Just as the ladder’s new owner was carting it away, I heard my husband on the rooftop call out, “Hey, I need that!” I’m happy to report that monies from that yard sale went for new tri-fold aluminum ladder for my hubby.

During a heat wave, my adorably cute (then 5-year-old) grandson, Mosey, set up a lemonade stand at our yard sale. He sold his concoction at 25 cents a cup, netting him more profit than his mom, nana, and great-grandma combined at the end of the day; even though he would often abandon his store to go play in the kiddy plastic water-pool.

In this economy, yard sales have replaced sewing circles where blue-collar working people can commune with their neighbors and help each other and themselves out with reasonably priced items. Yard sales would make for an interesting study by a sociologist.

....

Work item A »
Reproduce the portion of the yard sale passage between "Just as the" and "kiddy plastic water-pool.", inclusive.
Work item B »
Answer these questions from the yard sale passage:
(i) What did Mosey charge for a cup of lemonade?
(ii) What did the money from the yard sale buy?
(iii) In this economy, what have yard sales replaced?

....

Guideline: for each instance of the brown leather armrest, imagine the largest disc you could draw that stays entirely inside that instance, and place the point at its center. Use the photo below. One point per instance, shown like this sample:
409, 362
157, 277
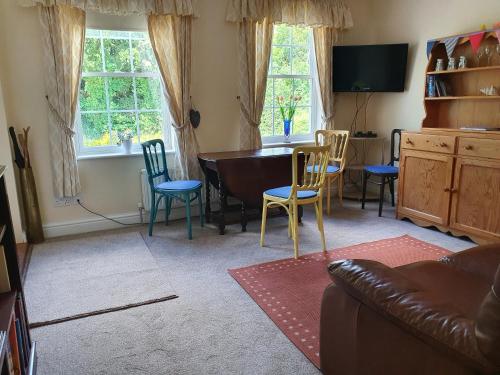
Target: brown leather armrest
400, 300
481, 261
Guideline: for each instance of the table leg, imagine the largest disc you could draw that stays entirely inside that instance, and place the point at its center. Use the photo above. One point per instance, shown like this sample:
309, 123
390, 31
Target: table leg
244, 220
222, 198
208, 209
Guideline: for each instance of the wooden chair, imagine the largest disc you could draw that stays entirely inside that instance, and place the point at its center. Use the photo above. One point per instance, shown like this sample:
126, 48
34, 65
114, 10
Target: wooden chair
338, 139
387, 173
307, 191
156, 166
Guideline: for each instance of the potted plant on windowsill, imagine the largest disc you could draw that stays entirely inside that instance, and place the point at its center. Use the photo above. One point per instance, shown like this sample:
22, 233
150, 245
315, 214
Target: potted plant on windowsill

....

Answer A »
Just as the ladder’s new owner was carting it away, I heard my husband on the rooftop call out, “Hey, I need that!” I’m happy to report that monies from that yard sale went for new tri-fold aluminum ladder for my hubby.

During a heat wave, my adorably cute (then 5-year-old) grandson, Mosey, set up a lemonade stand at our yard sale. He sold his concoction at 25 cents a cup, netting him more profit than his mom, nana, and great-grandma combined at the end of the day; even though he would often abandon his store to go play in the kiddy plastic water-pool.

Answer B »
(i) 25 cents a cup
(ii) A new tri-fold aluminum ladder
(iii) Sewing circles